Extracted data entries
■ ■ ■ ■ ■ ■ ■
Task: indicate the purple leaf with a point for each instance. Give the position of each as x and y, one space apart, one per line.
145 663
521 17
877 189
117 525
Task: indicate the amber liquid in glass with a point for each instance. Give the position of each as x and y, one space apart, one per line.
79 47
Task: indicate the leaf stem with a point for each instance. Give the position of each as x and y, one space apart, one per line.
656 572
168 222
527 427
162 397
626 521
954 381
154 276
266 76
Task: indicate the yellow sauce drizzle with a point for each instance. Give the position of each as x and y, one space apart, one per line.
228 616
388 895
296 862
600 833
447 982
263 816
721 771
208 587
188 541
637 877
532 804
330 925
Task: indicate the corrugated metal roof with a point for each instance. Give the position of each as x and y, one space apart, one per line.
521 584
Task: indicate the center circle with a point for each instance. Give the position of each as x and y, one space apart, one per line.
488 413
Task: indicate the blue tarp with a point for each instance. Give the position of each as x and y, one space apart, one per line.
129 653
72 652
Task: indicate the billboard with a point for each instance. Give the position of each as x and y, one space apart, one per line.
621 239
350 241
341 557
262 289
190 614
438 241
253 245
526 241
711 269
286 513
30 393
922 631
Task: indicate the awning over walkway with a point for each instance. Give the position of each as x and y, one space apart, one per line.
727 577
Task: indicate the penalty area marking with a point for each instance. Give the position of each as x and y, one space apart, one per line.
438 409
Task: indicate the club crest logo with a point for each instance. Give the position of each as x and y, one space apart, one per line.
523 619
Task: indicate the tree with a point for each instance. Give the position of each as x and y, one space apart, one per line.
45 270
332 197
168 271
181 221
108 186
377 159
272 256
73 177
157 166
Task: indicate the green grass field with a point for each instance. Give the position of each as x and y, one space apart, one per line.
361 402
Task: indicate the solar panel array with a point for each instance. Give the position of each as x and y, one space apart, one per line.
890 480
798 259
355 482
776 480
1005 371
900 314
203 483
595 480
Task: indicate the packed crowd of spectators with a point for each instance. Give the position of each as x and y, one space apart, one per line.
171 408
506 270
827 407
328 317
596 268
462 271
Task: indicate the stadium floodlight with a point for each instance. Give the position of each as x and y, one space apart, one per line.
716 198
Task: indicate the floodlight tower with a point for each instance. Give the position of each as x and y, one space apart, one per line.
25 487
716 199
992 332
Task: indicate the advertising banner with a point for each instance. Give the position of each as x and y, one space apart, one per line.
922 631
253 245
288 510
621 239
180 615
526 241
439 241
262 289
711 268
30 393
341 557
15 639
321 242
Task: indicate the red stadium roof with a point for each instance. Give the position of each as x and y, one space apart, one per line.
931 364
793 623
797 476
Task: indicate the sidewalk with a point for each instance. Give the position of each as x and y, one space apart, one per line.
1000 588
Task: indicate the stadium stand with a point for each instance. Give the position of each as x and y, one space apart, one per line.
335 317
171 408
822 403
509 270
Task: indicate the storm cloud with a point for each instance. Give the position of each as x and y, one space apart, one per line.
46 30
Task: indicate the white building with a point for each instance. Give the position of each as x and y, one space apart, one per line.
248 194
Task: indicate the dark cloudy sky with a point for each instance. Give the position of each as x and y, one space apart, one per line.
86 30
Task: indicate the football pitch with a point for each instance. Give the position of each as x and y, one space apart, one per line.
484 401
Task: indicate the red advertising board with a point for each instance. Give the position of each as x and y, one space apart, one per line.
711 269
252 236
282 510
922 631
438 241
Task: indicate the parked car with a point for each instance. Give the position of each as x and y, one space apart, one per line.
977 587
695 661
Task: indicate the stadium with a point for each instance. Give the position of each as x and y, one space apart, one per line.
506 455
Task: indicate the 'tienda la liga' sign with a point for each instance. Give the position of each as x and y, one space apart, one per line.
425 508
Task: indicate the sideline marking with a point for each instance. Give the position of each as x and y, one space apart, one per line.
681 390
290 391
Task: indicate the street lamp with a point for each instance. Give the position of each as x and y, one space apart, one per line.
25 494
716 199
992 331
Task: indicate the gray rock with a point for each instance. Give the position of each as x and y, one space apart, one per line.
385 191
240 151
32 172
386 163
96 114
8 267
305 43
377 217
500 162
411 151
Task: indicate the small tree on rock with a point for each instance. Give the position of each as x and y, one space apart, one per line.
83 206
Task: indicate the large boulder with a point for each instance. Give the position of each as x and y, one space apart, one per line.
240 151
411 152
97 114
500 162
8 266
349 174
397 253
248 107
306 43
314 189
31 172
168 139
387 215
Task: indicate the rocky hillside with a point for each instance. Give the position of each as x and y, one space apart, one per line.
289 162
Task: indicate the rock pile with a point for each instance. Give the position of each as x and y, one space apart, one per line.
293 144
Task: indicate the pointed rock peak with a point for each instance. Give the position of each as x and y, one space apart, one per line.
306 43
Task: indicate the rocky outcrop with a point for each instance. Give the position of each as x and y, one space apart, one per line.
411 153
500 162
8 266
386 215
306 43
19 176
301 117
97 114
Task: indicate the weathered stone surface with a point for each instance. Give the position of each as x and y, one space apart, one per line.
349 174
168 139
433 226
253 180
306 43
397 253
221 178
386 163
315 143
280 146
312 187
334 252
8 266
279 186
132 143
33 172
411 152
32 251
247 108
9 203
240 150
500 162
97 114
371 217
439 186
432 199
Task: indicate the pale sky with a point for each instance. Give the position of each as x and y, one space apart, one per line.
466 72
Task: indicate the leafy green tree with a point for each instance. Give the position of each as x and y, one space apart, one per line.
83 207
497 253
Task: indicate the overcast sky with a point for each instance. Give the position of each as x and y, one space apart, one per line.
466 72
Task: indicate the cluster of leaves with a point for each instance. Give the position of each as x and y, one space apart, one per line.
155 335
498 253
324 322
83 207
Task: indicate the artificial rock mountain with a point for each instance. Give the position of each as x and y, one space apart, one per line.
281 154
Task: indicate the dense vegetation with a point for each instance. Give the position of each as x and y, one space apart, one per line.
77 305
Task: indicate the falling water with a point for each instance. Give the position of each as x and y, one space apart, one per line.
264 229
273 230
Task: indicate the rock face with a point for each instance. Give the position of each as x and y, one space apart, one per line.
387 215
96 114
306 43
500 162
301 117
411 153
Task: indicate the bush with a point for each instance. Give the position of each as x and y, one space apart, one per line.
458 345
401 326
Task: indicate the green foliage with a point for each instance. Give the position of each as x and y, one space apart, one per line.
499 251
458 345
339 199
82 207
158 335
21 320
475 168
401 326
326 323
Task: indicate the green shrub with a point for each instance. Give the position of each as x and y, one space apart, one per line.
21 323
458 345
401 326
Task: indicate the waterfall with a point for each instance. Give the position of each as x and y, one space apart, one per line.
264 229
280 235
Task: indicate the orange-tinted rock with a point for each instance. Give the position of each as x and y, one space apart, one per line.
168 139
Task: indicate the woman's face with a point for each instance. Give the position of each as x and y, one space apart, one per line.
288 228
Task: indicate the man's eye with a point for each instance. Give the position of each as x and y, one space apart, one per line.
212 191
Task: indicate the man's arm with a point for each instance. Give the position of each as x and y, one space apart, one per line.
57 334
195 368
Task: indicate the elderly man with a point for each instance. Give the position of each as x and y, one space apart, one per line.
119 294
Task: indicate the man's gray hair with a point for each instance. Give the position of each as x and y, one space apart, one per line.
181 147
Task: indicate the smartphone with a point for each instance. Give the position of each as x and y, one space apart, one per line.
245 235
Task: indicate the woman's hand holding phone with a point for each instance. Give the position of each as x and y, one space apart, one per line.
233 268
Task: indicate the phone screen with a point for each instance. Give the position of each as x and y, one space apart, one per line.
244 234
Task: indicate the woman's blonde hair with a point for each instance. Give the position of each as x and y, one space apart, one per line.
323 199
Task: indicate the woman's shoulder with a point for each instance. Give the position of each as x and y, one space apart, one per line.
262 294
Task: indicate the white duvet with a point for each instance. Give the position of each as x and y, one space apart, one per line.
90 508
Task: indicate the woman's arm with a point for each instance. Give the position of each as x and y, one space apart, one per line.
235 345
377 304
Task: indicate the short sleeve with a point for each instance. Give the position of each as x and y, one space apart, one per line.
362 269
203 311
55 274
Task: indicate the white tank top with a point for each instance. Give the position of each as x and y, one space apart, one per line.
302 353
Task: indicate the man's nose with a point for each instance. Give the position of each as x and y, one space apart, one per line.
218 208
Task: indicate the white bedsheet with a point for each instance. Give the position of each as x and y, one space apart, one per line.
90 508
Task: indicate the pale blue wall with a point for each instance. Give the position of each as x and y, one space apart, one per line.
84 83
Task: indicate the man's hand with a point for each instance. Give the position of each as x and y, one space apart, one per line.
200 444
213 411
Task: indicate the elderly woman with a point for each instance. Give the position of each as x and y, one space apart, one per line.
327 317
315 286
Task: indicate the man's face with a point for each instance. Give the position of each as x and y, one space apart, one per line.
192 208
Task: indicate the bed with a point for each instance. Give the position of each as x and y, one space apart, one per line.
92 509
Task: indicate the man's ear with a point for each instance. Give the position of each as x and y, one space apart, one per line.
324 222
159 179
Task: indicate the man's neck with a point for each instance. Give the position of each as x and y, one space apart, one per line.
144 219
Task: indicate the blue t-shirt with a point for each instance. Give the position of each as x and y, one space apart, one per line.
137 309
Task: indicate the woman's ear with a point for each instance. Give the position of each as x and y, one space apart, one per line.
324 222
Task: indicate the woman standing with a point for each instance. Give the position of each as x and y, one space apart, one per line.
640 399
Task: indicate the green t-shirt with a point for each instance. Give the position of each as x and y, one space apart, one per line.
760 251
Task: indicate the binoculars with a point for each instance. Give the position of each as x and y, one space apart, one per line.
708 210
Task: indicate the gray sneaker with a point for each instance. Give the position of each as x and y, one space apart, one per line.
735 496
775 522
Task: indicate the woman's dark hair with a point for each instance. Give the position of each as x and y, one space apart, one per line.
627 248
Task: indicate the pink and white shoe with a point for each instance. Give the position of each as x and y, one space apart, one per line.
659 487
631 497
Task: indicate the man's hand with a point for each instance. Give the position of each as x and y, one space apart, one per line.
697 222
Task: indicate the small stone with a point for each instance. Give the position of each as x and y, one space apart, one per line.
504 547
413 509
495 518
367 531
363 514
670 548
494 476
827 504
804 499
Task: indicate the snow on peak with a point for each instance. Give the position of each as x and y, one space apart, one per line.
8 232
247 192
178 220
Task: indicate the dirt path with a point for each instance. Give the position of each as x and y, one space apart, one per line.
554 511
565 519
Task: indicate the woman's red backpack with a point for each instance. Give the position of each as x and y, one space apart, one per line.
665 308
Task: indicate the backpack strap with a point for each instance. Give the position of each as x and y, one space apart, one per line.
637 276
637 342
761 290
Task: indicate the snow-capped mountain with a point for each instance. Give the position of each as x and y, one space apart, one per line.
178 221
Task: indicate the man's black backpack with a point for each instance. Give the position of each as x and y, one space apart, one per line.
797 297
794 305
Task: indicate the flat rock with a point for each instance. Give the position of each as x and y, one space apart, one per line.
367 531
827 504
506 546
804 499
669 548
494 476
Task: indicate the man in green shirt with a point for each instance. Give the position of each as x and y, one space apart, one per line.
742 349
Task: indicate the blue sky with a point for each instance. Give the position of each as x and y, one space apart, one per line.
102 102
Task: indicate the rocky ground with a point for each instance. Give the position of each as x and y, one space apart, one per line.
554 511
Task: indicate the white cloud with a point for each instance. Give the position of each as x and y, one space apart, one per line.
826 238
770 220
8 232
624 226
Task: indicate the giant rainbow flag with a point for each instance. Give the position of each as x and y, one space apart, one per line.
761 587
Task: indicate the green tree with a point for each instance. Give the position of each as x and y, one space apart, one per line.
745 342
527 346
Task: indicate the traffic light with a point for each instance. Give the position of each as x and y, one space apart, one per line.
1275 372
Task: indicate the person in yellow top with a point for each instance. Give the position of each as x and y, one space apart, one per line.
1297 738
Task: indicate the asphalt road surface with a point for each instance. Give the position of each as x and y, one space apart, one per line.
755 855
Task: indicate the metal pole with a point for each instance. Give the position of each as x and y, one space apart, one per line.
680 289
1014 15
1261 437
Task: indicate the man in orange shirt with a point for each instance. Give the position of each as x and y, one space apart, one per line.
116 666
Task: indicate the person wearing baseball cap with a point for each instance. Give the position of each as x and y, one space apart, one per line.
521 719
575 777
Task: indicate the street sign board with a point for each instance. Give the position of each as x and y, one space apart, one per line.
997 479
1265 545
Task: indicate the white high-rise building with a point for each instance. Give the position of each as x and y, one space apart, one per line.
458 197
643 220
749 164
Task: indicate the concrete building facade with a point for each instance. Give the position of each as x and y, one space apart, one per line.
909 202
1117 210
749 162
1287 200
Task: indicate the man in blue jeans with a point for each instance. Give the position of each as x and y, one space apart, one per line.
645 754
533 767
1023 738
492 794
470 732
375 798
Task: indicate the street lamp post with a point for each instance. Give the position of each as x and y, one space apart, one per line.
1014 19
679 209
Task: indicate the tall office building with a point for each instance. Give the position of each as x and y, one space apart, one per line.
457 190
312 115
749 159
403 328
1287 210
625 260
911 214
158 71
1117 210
■ ■ ■ ■ ■ ■ ■
Beginning at the line where "Task: indicate the white high-rise" appears, extract each line through the end of the data above; keep them exact and include nothing else.

Full output:
Task: indicate the white high-rise building with a point for each instance. Give the position of each as x and y, one space apart, one per line.
458 197
643 220
749 164
Task: indicate the concrete building facade with a point for each instance. Give the position of each as x and y, one space apart, one per line.
909 202
1117 210
749 162
1287 200
Task: indicate the man in blue jeans with a point for each instance. Give the position of each as x and y, one space apart, one per line.
645 754
533 767
1023 738
492 794
470 732
375 798
Task: indicate the street lamp post with a point for each instance. Give the position of each as x and y, one space apart, one per line.
1014 19
679 209
Task: indicate the tall office building with a point for each instance. Give the position of each as x and y, one space apart, one per line.
457 190
312 115
749 159
403 328
1287 210
625 260
911 214
158 71
1117 210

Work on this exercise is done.